**Exercise requirements:**
1. Answer these questions about the court order:
(a) Who appears for the petitioner?
(b) Which judge issued the order?
(c) On what date was the order given?
2. In the entries, duplicate the lines starting at the one containing "target: white sign on beam" and ending at the one containing "33], [49, 33]]", both included.
— START Excerpt provided —
IN THE HIGH COURT OF KERALA AT ERNAKULAM
WP(C) No. 38159 of 2007(P)
1. VASANTHI DEVI, AGED 51,
... Petitioner
Vs
1. S.I. OF POLICE,
... Respondent
2. STATE OF KERALA, REPRESENTED
3. STATE OF KERALA, REP. BY SECRETARY
For Petitioner :SRI.C.P.UDAYABHANU
For Respondent :GOVERNMENT PLEADER
The Hon'ble MR. Justice R.BASANT
Dated :12/02/2008
O R D E R
R.BASANT, J
------------------------------------
W.P(C).No.38159 of 2007
-------------------------------------
Dated this the 12th day of February, 2008
ORDER
When the investigation has commenced and the
accused, the defacto complainant/the victim or any other
has a grievance that the investigation is not done properly,
what is the remedy with such persons has in law ? Can he
come to this Court with a petition under Section 482 Cr.P.C
or Article 226/227 of the Constitution ? Can or should this
Court entertain and consider such a petition ? Before such
person exhausts his alternative remedy of approaching the
Magistrate under Section 156 (3) Cr.P.C should such a
person ordinarily be permitted entry into this Court ?
— END Excerpt provided —
— START Extracted data —
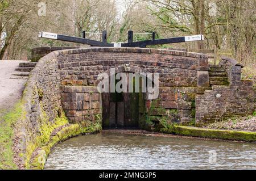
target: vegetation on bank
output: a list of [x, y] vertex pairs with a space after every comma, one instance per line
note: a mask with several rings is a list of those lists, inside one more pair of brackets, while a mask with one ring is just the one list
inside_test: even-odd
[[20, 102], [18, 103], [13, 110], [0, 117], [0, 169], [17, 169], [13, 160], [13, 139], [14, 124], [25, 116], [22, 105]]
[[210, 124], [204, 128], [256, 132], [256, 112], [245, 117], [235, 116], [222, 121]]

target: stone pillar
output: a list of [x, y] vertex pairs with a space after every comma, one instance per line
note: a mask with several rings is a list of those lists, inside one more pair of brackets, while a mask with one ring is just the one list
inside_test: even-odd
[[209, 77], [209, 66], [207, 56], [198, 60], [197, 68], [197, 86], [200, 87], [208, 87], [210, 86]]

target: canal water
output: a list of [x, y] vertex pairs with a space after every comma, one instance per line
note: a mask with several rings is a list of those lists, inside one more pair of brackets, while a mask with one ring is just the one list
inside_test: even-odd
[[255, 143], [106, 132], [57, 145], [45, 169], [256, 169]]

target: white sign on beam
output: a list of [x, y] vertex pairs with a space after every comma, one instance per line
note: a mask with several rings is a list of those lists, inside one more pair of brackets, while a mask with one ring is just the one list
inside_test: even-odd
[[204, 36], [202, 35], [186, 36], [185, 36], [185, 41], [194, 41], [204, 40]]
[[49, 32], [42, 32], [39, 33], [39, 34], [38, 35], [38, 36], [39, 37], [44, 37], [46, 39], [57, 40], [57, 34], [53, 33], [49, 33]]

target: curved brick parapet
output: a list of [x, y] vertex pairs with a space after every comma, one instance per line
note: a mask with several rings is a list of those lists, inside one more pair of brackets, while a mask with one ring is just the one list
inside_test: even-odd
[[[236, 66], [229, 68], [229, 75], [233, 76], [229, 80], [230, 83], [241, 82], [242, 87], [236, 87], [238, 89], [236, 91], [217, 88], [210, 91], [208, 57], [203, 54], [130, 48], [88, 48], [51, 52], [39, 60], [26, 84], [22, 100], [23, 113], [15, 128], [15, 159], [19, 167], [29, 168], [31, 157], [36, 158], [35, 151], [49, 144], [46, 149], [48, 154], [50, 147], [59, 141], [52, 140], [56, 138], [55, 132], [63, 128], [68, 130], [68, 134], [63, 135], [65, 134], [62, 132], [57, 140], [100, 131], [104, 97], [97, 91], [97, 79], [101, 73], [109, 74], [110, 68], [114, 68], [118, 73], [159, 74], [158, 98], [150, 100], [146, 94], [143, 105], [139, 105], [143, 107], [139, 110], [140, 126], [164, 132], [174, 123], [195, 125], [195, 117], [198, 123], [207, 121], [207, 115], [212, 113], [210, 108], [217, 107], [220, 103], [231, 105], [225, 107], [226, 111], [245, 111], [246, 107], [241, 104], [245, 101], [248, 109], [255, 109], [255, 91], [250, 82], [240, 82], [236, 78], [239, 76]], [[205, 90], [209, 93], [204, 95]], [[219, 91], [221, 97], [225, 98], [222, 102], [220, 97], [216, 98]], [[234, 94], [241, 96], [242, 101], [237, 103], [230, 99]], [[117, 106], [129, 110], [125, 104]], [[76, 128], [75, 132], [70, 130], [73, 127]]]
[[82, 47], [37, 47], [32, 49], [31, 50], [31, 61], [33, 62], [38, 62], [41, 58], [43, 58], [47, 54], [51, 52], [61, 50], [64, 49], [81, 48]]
— END Extracted data —
— START Extracted data —
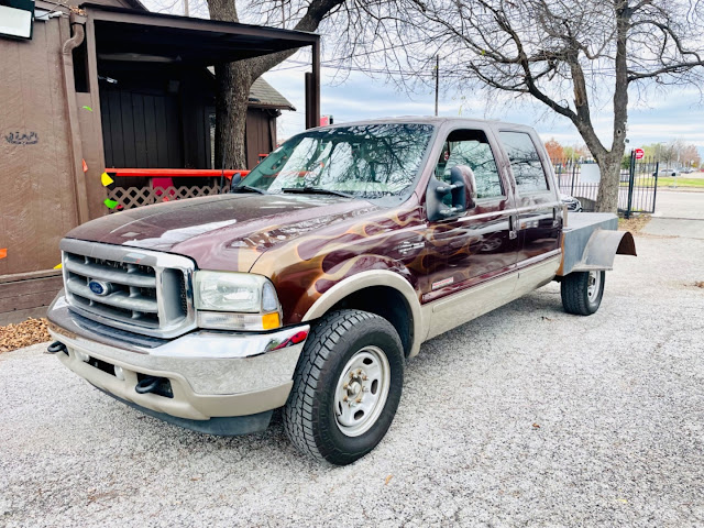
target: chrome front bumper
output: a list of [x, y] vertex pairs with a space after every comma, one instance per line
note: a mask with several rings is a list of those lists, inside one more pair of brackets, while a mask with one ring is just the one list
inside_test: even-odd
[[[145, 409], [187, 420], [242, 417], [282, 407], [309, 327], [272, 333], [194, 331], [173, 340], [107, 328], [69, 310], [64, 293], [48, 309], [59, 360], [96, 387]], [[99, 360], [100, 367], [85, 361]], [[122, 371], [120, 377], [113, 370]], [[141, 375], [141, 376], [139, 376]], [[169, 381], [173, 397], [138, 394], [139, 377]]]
— END Extracted data —
**The answers:**
1.
(a) SRI.C.P.UDAYABHANU
(b) The Hon'ble MR. Justice R.BASANT
(c) 12th day of February, 2008

2.
target: white sign on beam
output: a list of [x, y] vertex pairs with a space after every comma, one instance per line
note: a mask with several rings is a list of those lists, inside one more pair of brackets, while a mask with one ring is just the one list
inside_test: even-odd
[[204, 36], [202, 35], [186, 36], [185, 36], [185, 41], [194, 41], [204, 40]]
[[49, 32], [42, 32], [39, 33], [39, 34], [38, 35], [38, 36], [39, 37], [44, 37], [46, 39], [57, 40], [57, 34], [53, 33], [49, 33]]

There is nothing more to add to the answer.